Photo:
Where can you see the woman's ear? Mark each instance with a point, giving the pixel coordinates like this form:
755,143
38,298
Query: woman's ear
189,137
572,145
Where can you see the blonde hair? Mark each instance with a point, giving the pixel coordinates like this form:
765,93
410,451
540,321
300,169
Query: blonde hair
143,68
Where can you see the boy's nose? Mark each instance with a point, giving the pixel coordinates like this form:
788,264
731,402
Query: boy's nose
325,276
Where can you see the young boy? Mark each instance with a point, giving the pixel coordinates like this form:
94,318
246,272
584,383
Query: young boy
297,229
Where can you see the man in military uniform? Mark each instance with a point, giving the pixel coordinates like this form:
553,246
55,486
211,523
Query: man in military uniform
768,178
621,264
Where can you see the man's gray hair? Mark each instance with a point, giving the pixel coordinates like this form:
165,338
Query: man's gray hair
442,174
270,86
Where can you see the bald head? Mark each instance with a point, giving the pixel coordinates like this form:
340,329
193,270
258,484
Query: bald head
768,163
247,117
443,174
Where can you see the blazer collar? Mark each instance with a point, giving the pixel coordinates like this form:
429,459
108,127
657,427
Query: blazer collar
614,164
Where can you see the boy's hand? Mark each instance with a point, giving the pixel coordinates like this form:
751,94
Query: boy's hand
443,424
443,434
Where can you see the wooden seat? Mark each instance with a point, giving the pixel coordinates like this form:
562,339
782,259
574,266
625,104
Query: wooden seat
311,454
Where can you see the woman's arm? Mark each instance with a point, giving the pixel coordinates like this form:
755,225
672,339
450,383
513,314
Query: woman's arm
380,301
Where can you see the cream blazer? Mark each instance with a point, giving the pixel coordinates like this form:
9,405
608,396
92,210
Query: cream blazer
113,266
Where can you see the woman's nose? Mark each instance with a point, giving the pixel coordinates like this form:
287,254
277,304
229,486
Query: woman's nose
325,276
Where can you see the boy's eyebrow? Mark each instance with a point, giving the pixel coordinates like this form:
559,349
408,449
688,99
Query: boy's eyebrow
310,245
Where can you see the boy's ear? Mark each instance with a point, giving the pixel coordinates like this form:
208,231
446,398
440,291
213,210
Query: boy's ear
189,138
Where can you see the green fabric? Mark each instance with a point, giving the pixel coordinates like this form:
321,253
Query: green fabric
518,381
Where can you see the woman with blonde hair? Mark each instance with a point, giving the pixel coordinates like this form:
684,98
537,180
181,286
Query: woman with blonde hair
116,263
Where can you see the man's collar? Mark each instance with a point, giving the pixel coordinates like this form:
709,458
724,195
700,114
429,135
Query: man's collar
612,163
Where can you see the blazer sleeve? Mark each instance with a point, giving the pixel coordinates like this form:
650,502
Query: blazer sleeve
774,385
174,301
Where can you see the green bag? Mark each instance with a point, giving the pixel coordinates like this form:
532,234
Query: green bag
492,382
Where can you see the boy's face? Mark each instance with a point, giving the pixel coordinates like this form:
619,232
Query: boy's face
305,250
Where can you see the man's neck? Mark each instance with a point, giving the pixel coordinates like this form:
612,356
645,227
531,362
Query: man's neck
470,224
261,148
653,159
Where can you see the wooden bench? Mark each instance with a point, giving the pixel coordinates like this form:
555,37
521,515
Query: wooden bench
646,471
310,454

**Problem to solve:** Begin at the line that has "Where can you see the woman's nose?" and stop at the end of the records, then write those lines out again, requests included. Multiply each answer coordinate by 0.9 and round to a whole number, rounding halves up, and leave the sample coordinates in the requests unchanged.

**Exercise output:**
Where can you see the woman's nose? Mark each instance with a point, giving the pixel coordinates like this form:
287,254
277,304
229,486
Query: woman's nose
293,248
Where can you see the boy's eyebrow? Mark each instance with a point, giving the pixel coordinates like this form:
559,349
408,449
688,99
Query: boy's eyebrow
279,221
Where can you see the boy's ear? Mark each instance with a point, giving the pixel coordinates like this form:
208,231
446,398
440,291
213,210
Query: boy's ear
170,124
Where can you see the green fabric? Mark each instance with a point, giving the pixel coordinates like this form:
321,253
Query: green fabric
466,343
Where can you see the woman with blonde hair? Mark each instance with a point, giving the pixel coordinates like this form:
684,98
537,180
181,286
Query: woman with blonde hair
104,237
Where can you see the man's collar? Mark each instance with a point, giving the pixel coordinates like this form:
709,458
724,195
700,114
429,135
Query: man's collar
551,147
Where can you see the blazer sleeve? Mark each instance with a point, giving the pixel coordinates like this form:
650,502
Query: blazer sleeve
697,347
157,271
Where can you see the green bag? Mark each instance with a point, giving the pixel coordinates like this form:
532,234
Query: green bag
443,344
Where can you see the boy's face? Mark each instance with a point, giving the pixel coordinates like this form:
619,232
Query: boy's face
275,225
Where can you see the man's neck? Mark each instance with a point, giving the pixel coordinates like this form:
612,356
645,227
531,362
Query: man's neck
423,202
235,133
588,143
Where can you see the wooden bench? Mark each instance with a point, giving the pixel coordinates like this form:
555,37
521,515
Query: wooden bench
581,424
279,409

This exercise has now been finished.